EXCERPT TO READ START

Completed during his second of three summers at the burgeoning artists' colony in picturesque Old Lyme, Connecticut, May Night is Willard Metcalf's homage to the creative ferment he experienced there and to its host, Florence Griswold. The focus of this moonlit nocturne is the late-Georgian-style home of Miss Florence, as she was known, the last surviving member of a prominent local shipbuilding family. Forced to take in boarders to survive financially, Miss Florence welcomed several landscape painters to her home, including Childe Hassam.
Metcalf studied at the School of the Museum of Fine Arts, Boston and later in Paris at the Académie Julian, where he frequented French artist colonies, including Giverny where he visited Claude Monet. There, Metcalf's exposure to French Impressionism and the development of his interests in botany and ornithology predisposed him to accept invitations from Miss Florence and his old friend Hassam to visit Old Lyme. Apparently thrilled with the natural beauty, artistic camaraderie, and opportunities to paint outdoors, Metcalf enjoyed a productive first summer in Old Lyme in 1905. He likely conceived May Night before returning the following May, and the ambitious canvas apparently occupied him through the following autumn. His work was aided by inclement weather early that summer; as Hassam wrote to his fellow painter J. Alden Weir, "Metty [Metcalf] is working hard at a moonlight. We are all doing moonlights. The weather has been so bad that we have been forced to it."
May Night shows an ethereally dressed figure that surely represents Miss Florence, for whom Metcalf painted the canvas, crossing the shadow-strewn lawn toward a seated companion. Set beneath a canopy of stars, lush trees frame the scene; the triangular shapes of the dogwood tree, and the white horse-chestnut blossoms echo those of the women's pale gowns. Metcalf enhanced his painted tribute to his host in several ways. He improved on the somewhat dilapidated appearance of the mansion and grounds and rendered the house as otherworldly and nearly templelike, perhaps in reference to its nickname, Holy House. An off-center perspective and the exaggerated height of the Ionic columns emphasize the home's portico (the porch at the entrance), the most classical feature of the house. The only reminder of modern life Metcalf chose to include is the glowing yellow light seen in the doorway and the windows on the left, suggesting lamplight.
Miss Florence was thrilled with Metcalf's painting, saying it "was the best thing he had ever done." When the artist offered her May Night in exchange for room and board, however, she refused to accept it, instead encouraging him to exhibit the work in New York, where it went on to receive critical acclaim. Metcalf's work also inspired other American artists to paint moonlight views, which became something of a trademark in Old Lyme.

EXCERPT TO READ END
INFORMATION GIVEN START

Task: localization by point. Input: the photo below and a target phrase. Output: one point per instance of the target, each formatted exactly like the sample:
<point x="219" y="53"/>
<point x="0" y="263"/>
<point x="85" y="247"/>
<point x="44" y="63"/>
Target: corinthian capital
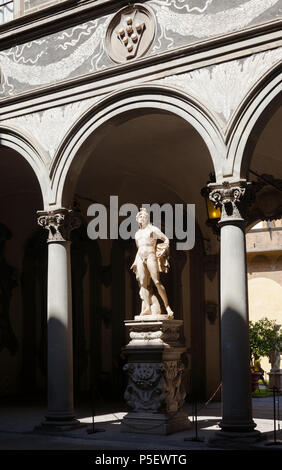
<point x="233" y="200"/>
<point x="59" y="223"/>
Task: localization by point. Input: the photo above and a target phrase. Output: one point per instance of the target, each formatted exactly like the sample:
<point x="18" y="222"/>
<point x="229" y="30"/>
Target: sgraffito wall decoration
<point x="50" y="126"/>
<point x="81" y="50"/>
<point x="223" y="87"/>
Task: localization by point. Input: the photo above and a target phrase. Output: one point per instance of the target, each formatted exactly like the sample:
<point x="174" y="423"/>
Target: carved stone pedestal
<point x="155" y="391"/>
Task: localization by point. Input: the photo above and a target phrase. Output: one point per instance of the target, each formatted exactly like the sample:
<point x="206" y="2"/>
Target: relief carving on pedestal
<point x="173" y="385"/>
<point x="145" y="389"/>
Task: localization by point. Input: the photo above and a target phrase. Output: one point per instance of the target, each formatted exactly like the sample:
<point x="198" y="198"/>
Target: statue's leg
<point x="144" y="291"/>
<point x="153" y="269"/>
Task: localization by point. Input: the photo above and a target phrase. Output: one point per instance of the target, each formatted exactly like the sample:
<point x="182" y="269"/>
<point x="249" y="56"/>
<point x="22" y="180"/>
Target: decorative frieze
<point x="82" y="49"/>
<point x="59" y="223"/>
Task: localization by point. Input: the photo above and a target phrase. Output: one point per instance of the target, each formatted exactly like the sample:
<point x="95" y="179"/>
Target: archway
<point x="142" y="156"/>
<point x="21" y="292"/>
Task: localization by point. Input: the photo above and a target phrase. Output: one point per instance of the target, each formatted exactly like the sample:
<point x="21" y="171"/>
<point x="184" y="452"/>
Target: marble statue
<point x="274" y="356"/>
<point x="151" y="259"/>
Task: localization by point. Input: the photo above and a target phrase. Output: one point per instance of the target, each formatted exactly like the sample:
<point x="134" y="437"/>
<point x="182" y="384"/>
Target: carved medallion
<point x="130" y="33"/>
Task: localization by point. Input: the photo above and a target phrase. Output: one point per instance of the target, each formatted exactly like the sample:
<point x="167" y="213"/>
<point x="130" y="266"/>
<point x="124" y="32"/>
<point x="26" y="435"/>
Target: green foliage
<point x="264" y="338"/>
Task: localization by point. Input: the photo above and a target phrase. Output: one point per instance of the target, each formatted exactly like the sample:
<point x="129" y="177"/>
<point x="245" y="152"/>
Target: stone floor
<point x="18" y="420"/>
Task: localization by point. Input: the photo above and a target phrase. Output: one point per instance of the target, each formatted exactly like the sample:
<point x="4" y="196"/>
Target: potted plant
<point x="264" y="339"/>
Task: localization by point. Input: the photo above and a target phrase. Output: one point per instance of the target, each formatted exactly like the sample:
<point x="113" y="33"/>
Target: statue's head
<point x="142" y="217"/>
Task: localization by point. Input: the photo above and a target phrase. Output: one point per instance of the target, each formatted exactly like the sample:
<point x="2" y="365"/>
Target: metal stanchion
<point x="196" y="438"/>
<point x="275" y="440"/>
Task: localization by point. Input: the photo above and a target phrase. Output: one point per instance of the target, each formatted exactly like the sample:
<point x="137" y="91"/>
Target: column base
<point x="235" y="440"/>
<point x="155" y="423"/>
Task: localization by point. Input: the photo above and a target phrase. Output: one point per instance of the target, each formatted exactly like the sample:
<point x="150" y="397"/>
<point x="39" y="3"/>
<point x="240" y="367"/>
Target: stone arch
<point x="255" y="111"/>
<point x="65" y="168"/>
<point x="9" y="137"/>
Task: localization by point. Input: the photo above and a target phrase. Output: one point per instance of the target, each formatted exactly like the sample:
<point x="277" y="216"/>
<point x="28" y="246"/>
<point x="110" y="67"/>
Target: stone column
<point x="237" y="423"/>
<point x="59" y="223"/>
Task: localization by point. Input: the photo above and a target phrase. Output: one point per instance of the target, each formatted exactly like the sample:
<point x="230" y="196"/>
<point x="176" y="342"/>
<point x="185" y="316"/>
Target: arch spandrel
<point x="255" y="110"/>
<point x="31" y="152"/>
<point x="65" y="165"/>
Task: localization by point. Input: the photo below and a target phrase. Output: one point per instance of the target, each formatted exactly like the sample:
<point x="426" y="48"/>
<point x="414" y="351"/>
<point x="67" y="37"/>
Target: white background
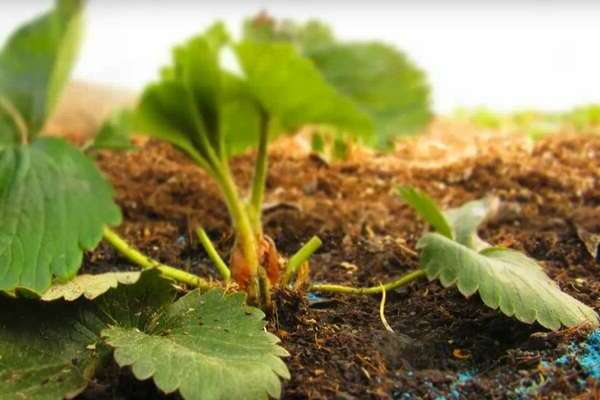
<point x="503" y="55"/>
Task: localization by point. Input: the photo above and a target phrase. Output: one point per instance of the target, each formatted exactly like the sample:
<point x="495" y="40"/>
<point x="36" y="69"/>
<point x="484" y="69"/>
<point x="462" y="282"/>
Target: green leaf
<point x="207" y="346"/>
<point x="506" y="280"/>
<point x="90" y="286"/>
<point x="382" y="82"/>
<point x="36" y="61"/>
<point x="50" y="351"/>
<point x="290" y="88"/>
<point x="115" y="132"/>
<point x="426" y="207"/>
<point x="54" y="204"/>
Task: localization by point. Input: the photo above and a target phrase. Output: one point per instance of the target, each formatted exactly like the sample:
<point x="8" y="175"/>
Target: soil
<point x="444" y="346"/>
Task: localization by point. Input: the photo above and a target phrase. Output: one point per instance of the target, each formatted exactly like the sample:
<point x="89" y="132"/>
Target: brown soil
<point x="339" y="347"/>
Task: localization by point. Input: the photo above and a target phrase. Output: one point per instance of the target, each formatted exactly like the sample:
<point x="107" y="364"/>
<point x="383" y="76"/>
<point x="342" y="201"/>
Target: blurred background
<point x="501" y="55"/>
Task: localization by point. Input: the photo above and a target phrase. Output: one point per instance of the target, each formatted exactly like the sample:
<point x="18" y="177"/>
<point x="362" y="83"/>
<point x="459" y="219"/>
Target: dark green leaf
<point x="36" y="61"/>
<point x="207" y="346"/>
<point x="54" y="204"/>
<point x="426" y="207"/>
<point x="290" y="88"/>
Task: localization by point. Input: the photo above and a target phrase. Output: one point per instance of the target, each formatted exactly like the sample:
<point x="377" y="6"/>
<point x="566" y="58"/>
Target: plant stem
<point x="403" y="280"/>
<point x="213" y="255"/>
<point x="259" y="179"/>
<point x="300" y="257"/>
<point x="16" y="117"/>
<point x="146" y="262"/>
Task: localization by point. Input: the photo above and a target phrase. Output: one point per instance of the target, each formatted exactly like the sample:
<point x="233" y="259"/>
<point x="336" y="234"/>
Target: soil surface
<point x="444" y="346"/>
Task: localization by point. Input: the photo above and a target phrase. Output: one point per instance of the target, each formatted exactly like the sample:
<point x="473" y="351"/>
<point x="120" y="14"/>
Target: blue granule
<point x="589" y="359"/>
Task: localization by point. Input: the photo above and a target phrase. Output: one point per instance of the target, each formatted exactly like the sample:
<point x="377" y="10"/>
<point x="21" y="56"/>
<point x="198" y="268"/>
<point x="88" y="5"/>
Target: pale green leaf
<point x="90" y="286"/>
<point x="207" y="346"/>
<point x="115" y="132"/>
<point x="382" y="82"/>
<point x="290" y="88"/>
<point x="50" y="351"/>
<point x="54" y="204"/>
<point x="36" y="60"/>
<point x="426" y="207"/>
<point x="506" y="280"/>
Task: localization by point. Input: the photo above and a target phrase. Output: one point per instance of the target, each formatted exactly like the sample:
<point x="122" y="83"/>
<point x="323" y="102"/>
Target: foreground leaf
<point x="49" y="351"/>
<point x="207" y="346"/>
<point x="36" y="61"/>
<point x="90" y="286"/>
<point x="54" y="204"/>
<point x="505" y="279"/>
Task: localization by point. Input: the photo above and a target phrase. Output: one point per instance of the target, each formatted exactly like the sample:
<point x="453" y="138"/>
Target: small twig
<point x="300" y="258"/>
<point x="146" y="262"/>
<point x="382" y="309"/>
<point x="403" y="280"/>
<point x="213" y="255"/>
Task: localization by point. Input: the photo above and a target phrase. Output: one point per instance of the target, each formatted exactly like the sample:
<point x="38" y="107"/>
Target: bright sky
<point x="504" y="55"/>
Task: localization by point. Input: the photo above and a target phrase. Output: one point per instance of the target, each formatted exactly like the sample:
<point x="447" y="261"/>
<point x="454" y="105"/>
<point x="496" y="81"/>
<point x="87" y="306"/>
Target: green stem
<point x="403" y="280"/>
<point x="16" y="117"/>
<point x="213" y="255"/>
<point x="300" y="257"/>
<point x="259" y="179"/>
<point x="146" y="262"/>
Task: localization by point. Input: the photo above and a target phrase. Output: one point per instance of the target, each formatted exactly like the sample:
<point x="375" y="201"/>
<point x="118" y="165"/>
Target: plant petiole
<point x="145" y="262"/>
<point x="220" y="265"/>
<point x="300" y="258"/>
<point x="403" y="280"/>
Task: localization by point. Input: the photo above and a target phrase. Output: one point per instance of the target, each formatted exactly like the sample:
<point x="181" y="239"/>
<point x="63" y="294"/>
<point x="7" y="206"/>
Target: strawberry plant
<point x="211" y="113"/>
<point x="379" y="79"/>
<point x="505" y="279"/>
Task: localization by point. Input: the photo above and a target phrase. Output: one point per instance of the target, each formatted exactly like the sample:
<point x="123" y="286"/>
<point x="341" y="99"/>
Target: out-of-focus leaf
<point x="54" y="204"/>
<point x="207" y="346"/>
<point x="36" y="61"/>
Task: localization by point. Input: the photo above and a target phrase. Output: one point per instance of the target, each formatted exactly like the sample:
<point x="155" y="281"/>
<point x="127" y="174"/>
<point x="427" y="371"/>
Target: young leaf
<point x="50" y="351"/>
<point x="90" y="286"/>
<point x="115" y="132"/>
<point x="53" y="205"/>
<point x="292" y="89"/>
<point x="36" y="61"/>
<point x="505" y="279"/>
<point x="207" y="346"/>
<point x="426" y="207"/>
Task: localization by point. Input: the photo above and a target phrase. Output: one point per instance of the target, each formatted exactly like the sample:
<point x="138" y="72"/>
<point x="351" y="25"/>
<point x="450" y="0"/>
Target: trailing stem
<point x="403" y="280"/>
<point x="259" y="179"/>
<point x="145" y="262"/>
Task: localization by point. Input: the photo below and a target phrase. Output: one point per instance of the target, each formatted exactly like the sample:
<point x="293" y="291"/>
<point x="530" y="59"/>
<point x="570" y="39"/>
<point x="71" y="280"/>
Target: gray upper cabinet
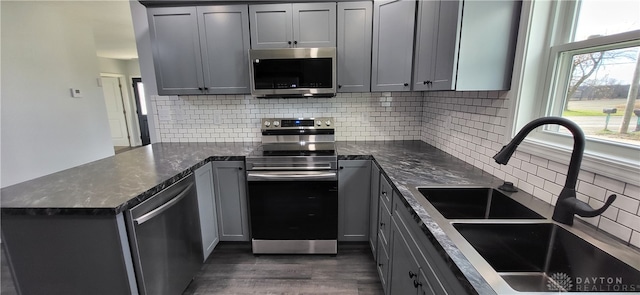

INFORMATION GIVEN END

**THE PROBLEM:** Reproduce the May Night passage above word for word, from "Completed during his" to "including Childe Hassam.".

**ANSWER SPACE:**
Completed during his second of three summers at the burgeoning artists' colony in picturesque Old Lyme, Connecticut, May Night is Willard Metcalf's homage to the creative ferment he experienced there and to its host, Florence Griswold. The focus of this moonlit nocturne is the late-Georgian-style home of Miss Florence, as she was known, the last surviving member of a prominent local shipbuilding family. Forced to take in boarders to survive financially, Miss Florence welcomed several landscape painters to her home, including Childe Hassam.